-- start RECORDS --

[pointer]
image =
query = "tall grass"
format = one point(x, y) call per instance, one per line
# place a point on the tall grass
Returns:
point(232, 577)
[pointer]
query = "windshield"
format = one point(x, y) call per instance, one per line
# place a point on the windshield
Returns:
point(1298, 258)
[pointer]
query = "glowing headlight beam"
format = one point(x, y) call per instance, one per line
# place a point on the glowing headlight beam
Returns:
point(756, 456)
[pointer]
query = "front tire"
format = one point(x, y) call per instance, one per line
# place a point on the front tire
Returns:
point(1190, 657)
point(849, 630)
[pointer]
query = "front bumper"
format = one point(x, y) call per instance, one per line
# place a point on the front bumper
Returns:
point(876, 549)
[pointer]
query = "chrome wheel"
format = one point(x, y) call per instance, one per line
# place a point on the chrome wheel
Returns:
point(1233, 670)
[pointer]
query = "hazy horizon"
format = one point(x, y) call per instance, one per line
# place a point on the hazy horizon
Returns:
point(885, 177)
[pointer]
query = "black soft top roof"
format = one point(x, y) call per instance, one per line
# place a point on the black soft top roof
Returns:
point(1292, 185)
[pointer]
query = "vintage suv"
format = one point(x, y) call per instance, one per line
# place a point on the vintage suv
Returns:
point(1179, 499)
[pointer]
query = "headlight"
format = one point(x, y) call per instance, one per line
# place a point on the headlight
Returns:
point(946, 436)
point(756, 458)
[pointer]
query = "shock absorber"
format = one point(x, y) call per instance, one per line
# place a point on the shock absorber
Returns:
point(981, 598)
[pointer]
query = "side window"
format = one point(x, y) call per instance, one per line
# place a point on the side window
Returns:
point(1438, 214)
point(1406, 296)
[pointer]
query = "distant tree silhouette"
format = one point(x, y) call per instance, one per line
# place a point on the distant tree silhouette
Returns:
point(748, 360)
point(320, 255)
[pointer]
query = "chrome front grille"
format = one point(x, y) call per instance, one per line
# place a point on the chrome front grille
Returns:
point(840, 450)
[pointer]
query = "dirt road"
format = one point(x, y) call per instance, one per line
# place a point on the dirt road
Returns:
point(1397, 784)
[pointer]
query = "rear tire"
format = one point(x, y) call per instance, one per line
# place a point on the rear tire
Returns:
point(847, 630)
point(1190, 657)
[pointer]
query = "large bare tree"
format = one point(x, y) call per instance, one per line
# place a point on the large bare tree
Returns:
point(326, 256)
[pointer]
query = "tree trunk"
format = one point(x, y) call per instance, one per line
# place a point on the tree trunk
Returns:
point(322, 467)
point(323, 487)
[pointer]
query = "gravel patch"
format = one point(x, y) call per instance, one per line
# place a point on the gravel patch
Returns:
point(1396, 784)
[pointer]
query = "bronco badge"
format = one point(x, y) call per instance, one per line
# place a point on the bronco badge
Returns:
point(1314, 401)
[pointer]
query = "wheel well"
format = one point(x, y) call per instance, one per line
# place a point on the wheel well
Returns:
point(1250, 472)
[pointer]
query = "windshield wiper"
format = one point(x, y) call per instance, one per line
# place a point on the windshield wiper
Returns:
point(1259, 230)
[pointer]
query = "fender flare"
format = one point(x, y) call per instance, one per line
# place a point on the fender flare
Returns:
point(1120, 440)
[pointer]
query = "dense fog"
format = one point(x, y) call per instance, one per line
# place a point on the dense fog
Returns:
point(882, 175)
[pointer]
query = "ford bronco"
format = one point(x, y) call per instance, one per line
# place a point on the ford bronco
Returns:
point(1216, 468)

-- end RECORDS --

EXERCISE OBJECTIVE
Reproduce the data verbatim from its first line through the line that contains "point(1298, 258)", including that line.

THE OUTPUT
[pointer]
image =
query = "tall grass"
format = one point(x, y) call per instance, one per line
# place a point on the tall grass
Returns:
point(232, 577)
[pointer]
query = "windshield"
format = one point(x, y) call per instance, one per line
# place a point on the windshield
Returns:
point(1298, 258)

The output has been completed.